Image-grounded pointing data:

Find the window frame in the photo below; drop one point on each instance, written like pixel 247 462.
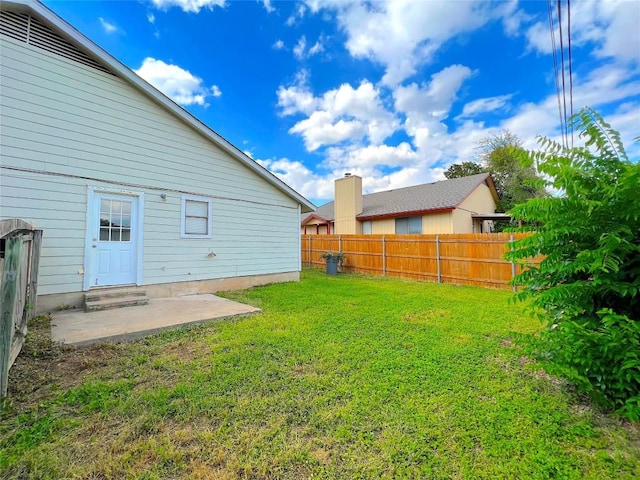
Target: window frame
pixel 183 216
pixel 409 219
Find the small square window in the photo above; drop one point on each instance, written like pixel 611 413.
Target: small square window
pixel 196 217
pixel 407 225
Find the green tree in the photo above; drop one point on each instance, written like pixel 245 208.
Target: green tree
pixel 463 169
pixel 516 183
pixel 587 284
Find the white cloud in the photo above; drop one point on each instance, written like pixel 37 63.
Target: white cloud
pixel 402 35
pixel 426 106
pixel 301 178
pixel 108 27
pixel 484 105
pixel 315 49
pixel 340 114
pixel 321 128
pixel 190 6
pixel 178 84
pixel 300 50
pixel 297 14
pixel 300 47
pixel 298 97
pixel 267 6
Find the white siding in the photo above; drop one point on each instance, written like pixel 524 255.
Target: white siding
pixel 76 127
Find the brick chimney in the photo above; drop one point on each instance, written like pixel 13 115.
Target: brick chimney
pixel 348 204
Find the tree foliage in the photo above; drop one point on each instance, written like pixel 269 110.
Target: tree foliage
pixel 463 169
pixel 587 284
pixel 499 155
pixel 516 183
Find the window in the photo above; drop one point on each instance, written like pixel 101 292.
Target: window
pixel 196 217
pixel 408 225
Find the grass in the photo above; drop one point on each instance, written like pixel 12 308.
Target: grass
pixel 339 377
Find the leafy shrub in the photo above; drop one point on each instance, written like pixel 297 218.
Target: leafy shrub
pixel 586 286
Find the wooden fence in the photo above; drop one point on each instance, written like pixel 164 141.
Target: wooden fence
pixel 468 259
pixel 19 258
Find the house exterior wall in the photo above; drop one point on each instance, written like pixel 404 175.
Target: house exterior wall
pixel 386 226
pixel 67 127
pixel 437 223
pixel 480 201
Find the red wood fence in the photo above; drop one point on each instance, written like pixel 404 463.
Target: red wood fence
pixel 468 259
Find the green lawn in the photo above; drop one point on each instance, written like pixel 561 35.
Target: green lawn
pixel 340 377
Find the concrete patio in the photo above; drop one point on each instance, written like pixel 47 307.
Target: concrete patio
pixel 78 328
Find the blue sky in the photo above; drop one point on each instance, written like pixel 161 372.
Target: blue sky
pixel 394 91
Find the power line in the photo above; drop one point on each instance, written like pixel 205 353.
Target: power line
pixel 570 63
pixel 555 62
pixel 564 92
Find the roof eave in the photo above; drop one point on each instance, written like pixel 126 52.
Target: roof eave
pixel 410 213
pixel 50 17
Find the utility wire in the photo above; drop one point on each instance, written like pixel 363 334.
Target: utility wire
pixel 564 91
pixel 555 62
pixel 570 64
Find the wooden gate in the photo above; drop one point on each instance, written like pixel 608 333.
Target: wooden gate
pixel 20 246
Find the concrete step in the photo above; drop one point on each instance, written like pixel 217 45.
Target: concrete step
pixel 115 302
pixel 104 294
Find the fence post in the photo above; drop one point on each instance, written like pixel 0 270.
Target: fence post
pixel 438 258
pixel 10 277
pixel 513 264
pixel 384 256
pixel 36 245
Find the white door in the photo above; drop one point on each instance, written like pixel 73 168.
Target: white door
pixel 113 240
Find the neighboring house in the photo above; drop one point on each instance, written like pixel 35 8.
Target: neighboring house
pixel 460 205
pixel 129 188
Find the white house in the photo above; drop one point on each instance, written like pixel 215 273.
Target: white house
pixel 129 188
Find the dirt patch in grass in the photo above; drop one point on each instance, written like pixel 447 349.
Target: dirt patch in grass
pixel 44 366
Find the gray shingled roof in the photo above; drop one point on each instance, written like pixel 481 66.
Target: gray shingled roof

#### Your assignment:
The lines of the records that contain the string "gray" should be located and copied.

#### Output for this exercise:
Find the gray shingled roof in the photo above; drop one point on each instance, written like pixel 481 66.
Target: gray shingled roof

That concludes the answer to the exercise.